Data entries
————
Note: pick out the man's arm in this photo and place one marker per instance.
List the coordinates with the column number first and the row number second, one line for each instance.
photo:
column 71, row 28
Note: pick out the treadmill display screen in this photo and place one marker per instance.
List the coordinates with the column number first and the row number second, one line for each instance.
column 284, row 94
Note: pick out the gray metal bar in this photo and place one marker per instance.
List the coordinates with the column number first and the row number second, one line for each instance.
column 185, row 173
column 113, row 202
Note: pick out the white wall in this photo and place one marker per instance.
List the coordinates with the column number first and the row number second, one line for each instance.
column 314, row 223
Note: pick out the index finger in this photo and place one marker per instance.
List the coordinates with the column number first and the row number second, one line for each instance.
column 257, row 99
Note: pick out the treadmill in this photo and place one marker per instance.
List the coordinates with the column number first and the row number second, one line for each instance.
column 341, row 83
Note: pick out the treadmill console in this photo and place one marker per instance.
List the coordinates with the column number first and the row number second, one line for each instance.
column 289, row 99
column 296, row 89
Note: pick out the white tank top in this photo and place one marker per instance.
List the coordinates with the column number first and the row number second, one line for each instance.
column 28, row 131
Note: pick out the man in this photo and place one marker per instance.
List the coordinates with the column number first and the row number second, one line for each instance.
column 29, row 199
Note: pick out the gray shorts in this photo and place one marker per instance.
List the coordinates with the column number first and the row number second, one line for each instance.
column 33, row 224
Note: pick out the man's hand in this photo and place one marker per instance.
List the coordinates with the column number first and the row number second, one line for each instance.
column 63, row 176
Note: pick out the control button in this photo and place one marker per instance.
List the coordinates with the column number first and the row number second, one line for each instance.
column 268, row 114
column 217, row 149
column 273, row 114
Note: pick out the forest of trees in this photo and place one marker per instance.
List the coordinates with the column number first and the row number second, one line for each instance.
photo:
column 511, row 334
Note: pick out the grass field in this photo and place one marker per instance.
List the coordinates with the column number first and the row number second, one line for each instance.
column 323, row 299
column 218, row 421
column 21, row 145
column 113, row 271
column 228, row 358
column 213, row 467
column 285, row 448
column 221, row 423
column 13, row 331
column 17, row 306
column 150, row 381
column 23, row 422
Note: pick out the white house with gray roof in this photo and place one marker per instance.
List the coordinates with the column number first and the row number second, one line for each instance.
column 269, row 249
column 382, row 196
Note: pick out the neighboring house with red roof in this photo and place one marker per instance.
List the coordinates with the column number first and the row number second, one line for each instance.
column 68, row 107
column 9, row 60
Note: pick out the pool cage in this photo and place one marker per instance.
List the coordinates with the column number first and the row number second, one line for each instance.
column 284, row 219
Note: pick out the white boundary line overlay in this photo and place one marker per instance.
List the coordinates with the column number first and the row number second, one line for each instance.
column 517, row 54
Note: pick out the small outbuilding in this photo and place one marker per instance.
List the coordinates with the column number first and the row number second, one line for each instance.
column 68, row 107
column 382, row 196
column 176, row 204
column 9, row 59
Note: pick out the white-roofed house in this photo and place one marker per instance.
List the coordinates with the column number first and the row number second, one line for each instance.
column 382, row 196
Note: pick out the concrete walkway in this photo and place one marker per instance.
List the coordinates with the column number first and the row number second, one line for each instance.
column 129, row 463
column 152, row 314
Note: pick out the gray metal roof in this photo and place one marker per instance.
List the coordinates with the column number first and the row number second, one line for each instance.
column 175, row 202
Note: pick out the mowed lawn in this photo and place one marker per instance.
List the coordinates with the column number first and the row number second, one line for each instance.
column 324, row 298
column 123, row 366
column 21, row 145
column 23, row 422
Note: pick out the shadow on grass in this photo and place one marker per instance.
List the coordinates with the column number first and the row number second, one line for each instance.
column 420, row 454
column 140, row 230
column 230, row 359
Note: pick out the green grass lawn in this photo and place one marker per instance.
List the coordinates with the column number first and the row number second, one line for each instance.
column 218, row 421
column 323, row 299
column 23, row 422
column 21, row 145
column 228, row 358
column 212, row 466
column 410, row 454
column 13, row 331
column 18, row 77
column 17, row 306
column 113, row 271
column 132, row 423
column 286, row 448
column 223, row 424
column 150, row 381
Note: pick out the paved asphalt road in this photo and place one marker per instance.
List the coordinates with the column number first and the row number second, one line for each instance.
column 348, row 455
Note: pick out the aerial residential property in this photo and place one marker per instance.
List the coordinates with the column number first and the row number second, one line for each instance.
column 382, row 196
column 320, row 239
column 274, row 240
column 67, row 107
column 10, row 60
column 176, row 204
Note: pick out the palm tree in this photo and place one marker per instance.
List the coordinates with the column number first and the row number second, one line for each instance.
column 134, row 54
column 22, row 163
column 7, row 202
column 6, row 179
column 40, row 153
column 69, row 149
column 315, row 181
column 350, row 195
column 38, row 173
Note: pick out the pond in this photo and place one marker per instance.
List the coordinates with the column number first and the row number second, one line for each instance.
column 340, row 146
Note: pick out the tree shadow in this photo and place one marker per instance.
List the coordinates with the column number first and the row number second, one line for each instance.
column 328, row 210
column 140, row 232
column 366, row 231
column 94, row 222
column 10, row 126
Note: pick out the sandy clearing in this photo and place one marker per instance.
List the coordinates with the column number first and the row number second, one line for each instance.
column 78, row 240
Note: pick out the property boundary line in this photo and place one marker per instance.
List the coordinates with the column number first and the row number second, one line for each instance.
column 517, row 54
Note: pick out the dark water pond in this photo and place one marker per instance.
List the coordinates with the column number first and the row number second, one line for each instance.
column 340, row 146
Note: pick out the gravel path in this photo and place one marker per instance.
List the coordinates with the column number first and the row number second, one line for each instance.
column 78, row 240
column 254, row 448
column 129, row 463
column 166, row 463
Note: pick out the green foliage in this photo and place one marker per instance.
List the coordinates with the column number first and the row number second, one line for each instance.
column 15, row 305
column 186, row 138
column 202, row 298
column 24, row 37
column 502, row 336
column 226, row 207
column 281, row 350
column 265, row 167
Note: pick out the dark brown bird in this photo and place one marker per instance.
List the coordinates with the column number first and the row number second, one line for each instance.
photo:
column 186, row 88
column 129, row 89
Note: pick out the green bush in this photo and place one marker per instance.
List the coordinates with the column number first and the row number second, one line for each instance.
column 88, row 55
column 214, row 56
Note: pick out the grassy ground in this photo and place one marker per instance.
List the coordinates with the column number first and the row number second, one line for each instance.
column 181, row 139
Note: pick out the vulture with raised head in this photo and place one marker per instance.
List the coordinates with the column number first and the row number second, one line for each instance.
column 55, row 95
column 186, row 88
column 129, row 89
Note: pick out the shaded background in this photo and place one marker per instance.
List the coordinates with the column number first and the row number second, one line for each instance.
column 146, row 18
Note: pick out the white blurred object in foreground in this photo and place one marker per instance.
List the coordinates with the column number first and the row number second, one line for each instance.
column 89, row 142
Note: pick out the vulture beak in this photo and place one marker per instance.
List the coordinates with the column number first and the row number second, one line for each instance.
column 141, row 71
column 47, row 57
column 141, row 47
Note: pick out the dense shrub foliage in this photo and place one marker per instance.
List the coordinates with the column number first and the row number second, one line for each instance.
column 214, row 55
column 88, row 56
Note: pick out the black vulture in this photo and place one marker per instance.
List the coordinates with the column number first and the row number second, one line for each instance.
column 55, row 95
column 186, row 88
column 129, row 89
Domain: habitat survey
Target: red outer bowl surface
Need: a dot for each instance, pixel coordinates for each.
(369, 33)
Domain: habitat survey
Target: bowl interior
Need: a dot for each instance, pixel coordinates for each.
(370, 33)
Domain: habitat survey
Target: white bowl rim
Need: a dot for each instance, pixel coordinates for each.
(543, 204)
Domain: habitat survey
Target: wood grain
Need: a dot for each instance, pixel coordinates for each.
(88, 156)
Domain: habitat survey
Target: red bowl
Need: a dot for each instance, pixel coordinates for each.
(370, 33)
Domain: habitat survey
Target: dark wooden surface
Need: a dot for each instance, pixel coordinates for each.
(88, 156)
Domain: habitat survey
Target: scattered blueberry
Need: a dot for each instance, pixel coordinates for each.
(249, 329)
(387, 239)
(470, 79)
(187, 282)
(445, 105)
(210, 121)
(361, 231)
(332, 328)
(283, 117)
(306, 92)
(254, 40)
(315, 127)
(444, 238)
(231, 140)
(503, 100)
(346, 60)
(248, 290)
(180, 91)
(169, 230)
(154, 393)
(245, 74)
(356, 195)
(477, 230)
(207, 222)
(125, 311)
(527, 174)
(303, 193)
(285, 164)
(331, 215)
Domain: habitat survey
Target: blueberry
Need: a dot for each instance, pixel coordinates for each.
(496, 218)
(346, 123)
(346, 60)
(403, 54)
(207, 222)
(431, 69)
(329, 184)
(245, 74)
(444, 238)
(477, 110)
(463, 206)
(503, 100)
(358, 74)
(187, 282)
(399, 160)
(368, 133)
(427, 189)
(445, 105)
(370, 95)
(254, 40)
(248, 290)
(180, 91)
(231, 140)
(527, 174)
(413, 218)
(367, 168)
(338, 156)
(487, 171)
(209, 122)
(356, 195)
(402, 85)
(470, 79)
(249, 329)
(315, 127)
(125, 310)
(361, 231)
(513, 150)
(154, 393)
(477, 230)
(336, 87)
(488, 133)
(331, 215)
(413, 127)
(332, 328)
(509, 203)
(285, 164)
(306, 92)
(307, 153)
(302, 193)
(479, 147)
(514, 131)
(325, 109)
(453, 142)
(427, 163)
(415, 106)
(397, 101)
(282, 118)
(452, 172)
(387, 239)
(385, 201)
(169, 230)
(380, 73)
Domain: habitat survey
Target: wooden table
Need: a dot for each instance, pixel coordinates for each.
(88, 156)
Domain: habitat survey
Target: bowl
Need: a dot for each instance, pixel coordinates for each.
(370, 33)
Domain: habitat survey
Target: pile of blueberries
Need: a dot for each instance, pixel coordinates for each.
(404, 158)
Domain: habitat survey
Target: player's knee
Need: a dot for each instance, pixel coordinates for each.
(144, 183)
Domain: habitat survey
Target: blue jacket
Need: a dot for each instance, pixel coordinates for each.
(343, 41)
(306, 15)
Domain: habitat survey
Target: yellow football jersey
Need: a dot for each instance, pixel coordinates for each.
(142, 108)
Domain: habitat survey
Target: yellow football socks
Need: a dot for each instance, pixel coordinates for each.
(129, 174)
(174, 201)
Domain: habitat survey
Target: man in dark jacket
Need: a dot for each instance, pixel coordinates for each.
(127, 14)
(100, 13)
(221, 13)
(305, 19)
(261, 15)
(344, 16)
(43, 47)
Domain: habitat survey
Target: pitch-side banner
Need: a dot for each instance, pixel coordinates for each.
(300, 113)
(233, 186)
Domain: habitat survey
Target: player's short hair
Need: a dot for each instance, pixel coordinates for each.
————
* [Instructions for the task]
The lines you return should be those above that contain the word "football", every one of them.

* [Written response]
Target: yellow football jersey
Target: yellow football socks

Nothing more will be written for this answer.